Top of Input data
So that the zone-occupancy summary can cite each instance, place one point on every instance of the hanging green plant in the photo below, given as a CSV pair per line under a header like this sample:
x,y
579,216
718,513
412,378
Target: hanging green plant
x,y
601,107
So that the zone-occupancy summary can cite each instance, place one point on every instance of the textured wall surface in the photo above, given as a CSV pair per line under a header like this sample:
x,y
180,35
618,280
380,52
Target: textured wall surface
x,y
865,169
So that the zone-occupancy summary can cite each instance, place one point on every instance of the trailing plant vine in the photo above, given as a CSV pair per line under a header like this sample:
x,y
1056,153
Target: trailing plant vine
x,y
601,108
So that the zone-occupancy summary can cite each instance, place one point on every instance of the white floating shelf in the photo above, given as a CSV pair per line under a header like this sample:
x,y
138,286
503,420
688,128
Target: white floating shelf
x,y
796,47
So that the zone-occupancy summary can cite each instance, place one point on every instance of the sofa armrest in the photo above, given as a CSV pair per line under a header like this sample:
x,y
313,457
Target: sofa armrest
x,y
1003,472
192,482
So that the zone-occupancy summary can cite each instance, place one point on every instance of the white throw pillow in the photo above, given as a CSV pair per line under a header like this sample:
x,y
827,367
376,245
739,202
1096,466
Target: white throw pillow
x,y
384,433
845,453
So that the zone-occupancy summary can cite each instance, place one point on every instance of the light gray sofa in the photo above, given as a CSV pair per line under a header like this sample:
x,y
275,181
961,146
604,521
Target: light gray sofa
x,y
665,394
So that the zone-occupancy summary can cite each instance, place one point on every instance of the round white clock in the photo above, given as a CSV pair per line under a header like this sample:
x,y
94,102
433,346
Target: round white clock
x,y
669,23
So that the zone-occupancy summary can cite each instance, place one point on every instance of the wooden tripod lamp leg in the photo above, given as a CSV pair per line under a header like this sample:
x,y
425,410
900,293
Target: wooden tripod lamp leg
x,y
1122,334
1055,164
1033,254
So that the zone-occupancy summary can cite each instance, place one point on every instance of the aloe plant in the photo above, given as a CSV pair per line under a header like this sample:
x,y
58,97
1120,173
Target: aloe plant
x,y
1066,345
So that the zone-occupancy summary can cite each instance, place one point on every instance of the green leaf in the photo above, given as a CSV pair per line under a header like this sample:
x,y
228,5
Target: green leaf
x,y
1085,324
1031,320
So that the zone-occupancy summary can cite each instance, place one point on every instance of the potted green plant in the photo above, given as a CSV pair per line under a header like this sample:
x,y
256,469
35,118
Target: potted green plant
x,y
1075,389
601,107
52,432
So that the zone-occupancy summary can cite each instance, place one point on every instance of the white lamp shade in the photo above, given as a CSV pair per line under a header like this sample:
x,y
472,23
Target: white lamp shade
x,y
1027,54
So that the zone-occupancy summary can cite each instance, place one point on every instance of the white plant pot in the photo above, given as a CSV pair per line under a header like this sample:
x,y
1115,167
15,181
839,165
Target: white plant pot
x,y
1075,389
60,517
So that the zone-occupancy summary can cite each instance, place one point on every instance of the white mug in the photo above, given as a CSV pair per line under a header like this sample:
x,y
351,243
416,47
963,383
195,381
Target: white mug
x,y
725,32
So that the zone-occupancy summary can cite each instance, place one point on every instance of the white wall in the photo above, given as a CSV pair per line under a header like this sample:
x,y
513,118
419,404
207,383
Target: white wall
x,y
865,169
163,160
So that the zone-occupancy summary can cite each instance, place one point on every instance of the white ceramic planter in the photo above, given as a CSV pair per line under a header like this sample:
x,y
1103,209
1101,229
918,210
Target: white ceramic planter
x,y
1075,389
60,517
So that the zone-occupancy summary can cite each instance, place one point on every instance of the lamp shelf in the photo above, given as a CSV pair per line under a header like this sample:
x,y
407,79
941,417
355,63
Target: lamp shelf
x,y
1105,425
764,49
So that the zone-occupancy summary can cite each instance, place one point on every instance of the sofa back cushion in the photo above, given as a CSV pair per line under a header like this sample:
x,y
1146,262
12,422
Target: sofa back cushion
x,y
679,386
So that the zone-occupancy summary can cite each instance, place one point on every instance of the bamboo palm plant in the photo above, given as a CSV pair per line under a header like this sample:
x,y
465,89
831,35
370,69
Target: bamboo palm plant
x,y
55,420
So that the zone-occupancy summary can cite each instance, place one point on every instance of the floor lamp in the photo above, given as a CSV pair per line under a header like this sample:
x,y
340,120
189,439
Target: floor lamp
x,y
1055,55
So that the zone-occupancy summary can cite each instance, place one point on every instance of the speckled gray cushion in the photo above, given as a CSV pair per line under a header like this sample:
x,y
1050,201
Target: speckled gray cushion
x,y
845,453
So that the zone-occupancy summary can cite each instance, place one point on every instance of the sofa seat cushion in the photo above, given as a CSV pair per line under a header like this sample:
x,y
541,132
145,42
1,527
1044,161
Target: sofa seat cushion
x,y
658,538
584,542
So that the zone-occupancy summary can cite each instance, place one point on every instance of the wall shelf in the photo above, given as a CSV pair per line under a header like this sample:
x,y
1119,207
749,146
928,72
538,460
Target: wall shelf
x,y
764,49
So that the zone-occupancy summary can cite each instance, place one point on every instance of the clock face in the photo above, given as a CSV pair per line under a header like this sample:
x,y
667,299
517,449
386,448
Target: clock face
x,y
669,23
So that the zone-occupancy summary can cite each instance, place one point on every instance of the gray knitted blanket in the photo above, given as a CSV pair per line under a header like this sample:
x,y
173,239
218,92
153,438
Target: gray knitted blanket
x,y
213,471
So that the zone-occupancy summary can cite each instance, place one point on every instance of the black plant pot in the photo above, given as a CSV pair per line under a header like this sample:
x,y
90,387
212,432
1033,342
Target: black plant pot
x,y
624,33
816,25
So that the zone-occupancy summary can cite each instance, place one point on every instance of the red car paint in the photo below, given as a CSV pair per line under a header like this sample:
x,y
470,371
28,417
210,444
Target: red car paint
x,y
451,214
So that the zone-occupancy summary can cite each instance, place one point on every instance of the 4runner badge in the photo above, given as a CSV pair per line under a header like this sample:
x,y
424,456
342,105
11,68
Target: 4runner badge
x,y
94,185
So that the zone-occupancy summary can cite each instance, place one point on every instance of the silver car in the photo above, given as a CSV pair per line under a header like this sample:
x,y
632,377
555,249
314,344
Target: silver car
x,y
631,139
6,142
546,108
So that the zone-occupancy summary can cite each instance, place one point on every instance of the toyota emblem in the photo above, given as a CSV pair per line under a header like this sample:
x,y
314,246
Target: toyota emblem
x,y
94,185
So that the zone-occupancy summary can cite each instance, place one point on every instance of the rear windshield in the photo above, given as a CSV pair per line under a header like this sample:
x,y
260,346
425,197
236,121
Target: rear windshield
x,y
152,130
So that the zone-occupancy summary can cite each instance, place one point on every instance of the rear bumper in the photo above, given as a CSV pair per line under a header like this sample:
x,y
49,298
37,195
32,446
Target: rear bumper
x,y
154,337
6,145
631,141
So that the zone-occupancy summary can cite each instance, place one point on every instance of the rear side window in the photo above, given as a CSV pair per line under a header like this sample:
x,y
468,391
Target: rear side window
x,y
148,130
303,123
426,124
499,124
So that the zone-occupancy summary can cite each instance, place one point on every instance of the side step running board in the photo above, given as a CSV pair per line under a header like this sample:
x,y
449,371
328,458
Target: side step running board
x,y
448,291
Bottom of Input data
-- Requirement --
Each record must be returned exactly as it is written.

-- Solved exercise --
So that the zone-occupancy summary can cite each instance, place one point on every instance of the hanging green plant in the photo below, given as a CSV pair per line under a header like this sample:
x,y
579,216
718,513
412,378
Target: hanging green plant
x,y
601,107
So that the zone-occupancy summary can cite each instance, place one point on every instance of the textured wall surface in the photo above, given as a CSV pair per line under a header like this sample:
x,y
180,35
618,280
380,52
Target: textured wall surface
x,y
865,169
So that the zone-occupancy summary can cite each instance, place one point on every instance of the trailing plant vine in the photo above, given as a CSV pair per line under a header like this sample:
x,y
1056,153
Target: trailing plant vine
x,y
601,108
So that the zone-occupancy summary can cite each instance, place one point on every instance of the white floating shelf in the photo above, given as a CSV pair per line under a header like this sample:
x,y
138,286
503,420
688,128
Target: white floating shelf
x,y
796,47
So that the zone-occupancy summary can cite each instance, place one point on every instance of the sofa armrest in the photo above, given as a CSV pair per line under a header like this sample:
x,y
313,457
Target: sofa armrest
x,y
1003,472
192,482
So that the zone-occupancy summary can cite each instance, place one point on every instance of the white throw pillow in the photo above, given as a CSV pair per line under a header like this sample:
x,y
827,367
376,245
739,202
1096,466
Target: white throw pillow
x,y
384,433
845,453
So that the zone-occupancy summary can cite each instance, place one point on every instance of the light gray sofa in the photo above, given as a CSV pair per line under a header like this sample:
x,y
275,181
961,146
604,521
Target: light gray sofa
x,y
665,394
So that the zone-occupancy summary can cite each instance, place one point on every instance of the round white clock in the photo above, given as a CSV pair per line under a header like this sample:
x,y
94,102
433,346
Target: round white clock
x,y
669,23
So that the zone-occupancy summary can cite each instance, place one point on every instance of the wooden tripod lamp leg in the photo above, given as a CSV pair per line under a header like this sample:
x,y
425,410
900,293
Target: wooden tripod lamp leg
x,y
1122,334
1055,164
1033,254
So that the zone-occupancy summary can cite each instance, place one point on every instance of the aloe plant in the photo above, given as a CSV pair per line under a header like this sample:
x,y
58,97
1120,173
Target: aloe plant
x,y
1066,345
So that the zone-occupancy summary can cite each instance, place one point on every instance of the green leaf in the photo above, given as a CSV pair per line under a header like this sample:
x,y
228,5
Target: green leaf
x,y
1085,324
1031,320
So that the zone-occupancy summary can cite each instance, place one point on every instance of the potted green plant in the photo above, given as a CSV pair per line under a header like this sample:
x,y
256,469
35,118
Target: potted green plant
x,y
1075,389
601,107
52,432
So that the zone-occupancy summary can cite each instance, place one point on every instance of the white lamp shade in the photo above, given as a CSV pair per line under a header like this sample:
x,y
472,23
Target: white lamp shade
x,y
1027,54
So that the zone-occupancy summary can cite each instance, place one point on every instance of the white plant pot in the photo above, given as a CSV pair per line under a header like this sample:
x,y
1115,167
15,181
839,165
Target: white plant pot
x,y
1075,389
60,517
So that the zone-occupancy summary can cite each instance, place one point on every instance of the white mug in the photo above, given as a CSV pair per line under a header like this sample:
x,y
351,243
416,47
963,383
195,381
Target: white mug
x,y
725,32
So that the zone-occupancy summary can cite each instance, place one point on every instance of the white wall in the photo above, given as a CSV pair per line under a header like this sample:
x,y
513,118
419,404
207,383
Target: white wall
x,y
865,169
163,160
So that the zone-occupancy summary can cite each instance, place one point on every instance of the white ceramic planter in the photo above, given as a CSV pair per line under a header like this sample:
x,y
1103,209
1101,229
918,210
Target: white ceramic planter
x,y
1075,389
60,517
So that the zone-occupancy summary can cite each instance, place one point on every instance of the lamp shelf in the photo above, given as a CSV pair per line under a header like this sample:
x,y
407,79
941,417
355,63
Target: lamp shelf
x,y
1105,425
764,49
So that the zone-occupancy summary can cite each instance, place one point on every instance of the sofa back cushion in the photo above, given as a CSV pair per line under a header like this sample:
x,y
1146,262
12,422
Target: sofa back cushion
x,y
679,386
So that the zone-occupancy summary can cite each instance, place one point on every instance of the bamboo palm plant in the photo above, given as a CSV pair per line under a header like this sample:
x,y
465,89
831,35
370,69
Target: bamboo palm plant
x,y
55,420
So that the zone-occupancy summary can cite each instance, place one point on every instance of the floor lamp in the photo above, given as a CSV pair per line under a header like this sample:
x,y
340,120
189,439
Target: floor lamp
x,y
1055,55
So that the zone-occupancy summary can cite each instance, place one point on every instance of the speckled gray cushion in the photo above, given as a CSV pair per line under a header like this sample:
x,y
1050,201
Target: speckled gray cushion
x,y
845,453
So that the zone-occupancy summary can cite each instance, place one point on every instance of the sofa seat cushion in the photo above, given as a CSV pair per line under a header like this sample:
x,y
541,132
145,42
1,527
1044,161
Target: sofa seat cushion
x,y
658,538
584,542
So that the zone-occupancy summary can cite each instance, place one point on every instance of the wall shelf in the photo above, given as a CSV pair per line under a header like this sample:
x,y
1119,207
749,146
928,72
538,460
Target: wall shelf
x,y
764,49
So that the zone-occupancy summary can cite each instance, place one point on every instance of the clock face in the photo above, given as a CSV pair per line under a header like this sample:
x,y
667,299
517,449
386,448
Target: clock face
x,y
669,23
So that the zone-occupancy summary can cite each instance, place one point on every instance of the gray knitted blanket in the photo above, given as a CSV pair per line under a header like this sample:
x,y
173,239
218,92
153,438
Target: gray knitted blanket
x,y
213,471
So that the zone-occupancy summary can cite each instance, place one point on every instance of the black plant pot in the photo above, given as a CSV pair per line under a header like this sample:
x,y
90,387
212,432
1033,342
Target: black plant pot
x,y
624,33
816,25
So that the zone-occupancy summary can cite each instance, place one point on every instance of the red car paint in the photo below, given as a CSV pair per line under a header like this sample:
x,y
470,371
28,417
210,444
Target: red car paint
x,y
451,214
So that the zone-occupancy summary can cite each instance, place one point on every instance of the 4runner badge in the photo above, given as a CSV pair per line under a header like this sample:
x,y
424,456
342,105
11,68
Target: 4runner badge
x,y
94,185
So that the zone-occupancy summary can cite each instance, place one point on every instance of the silver car in the photo above, given as a CSV pair per line under a header like this sample:
x,y
632,377
555,249
314,344
Target: silver car
x,y
631,139
6,142
546,108
So that the zone-occupancy summary can cite each instance, place one point on every instance of the toyota emblem in the photo above, given as a CSV pair per line under a header like this sample:
x,y
314,246
Target: toyota emblem
x,y
94,185
So that the zone-occupancy summary can cite each instance, place one point on every instance of the rear windshield in the photo above, given as a CSV pair per line under a header like this sample:
x,y
260,346
425,197
236,121
Target: rear windshield
x,y
152,130
So that the zone-occupancy summary can cite each instance, place one point on every instance of the rear bumper in the photo above, given as a CSV pair per line under a header like this sample:
x,y
49,298
37,195
32,446
Target: rear bumper
x,y
154,337
6,145
631,141
So that the zone-occupancy summary can cite each instance, place one point on every instance of the rear side window in the photo above, given as a CSV pair per line under a header like this sample:
x,y
468,391
Target: rear side window
x,y
148,130
303,123
426,124
499,124
So that the zone-occupancy summary can cite each instance, place one point on every instance of the side step running board in the photo above, given as a CSV pair per line under a header like this sample:
x,y
449,371
328,458
Target: side step running board
x,y
448,291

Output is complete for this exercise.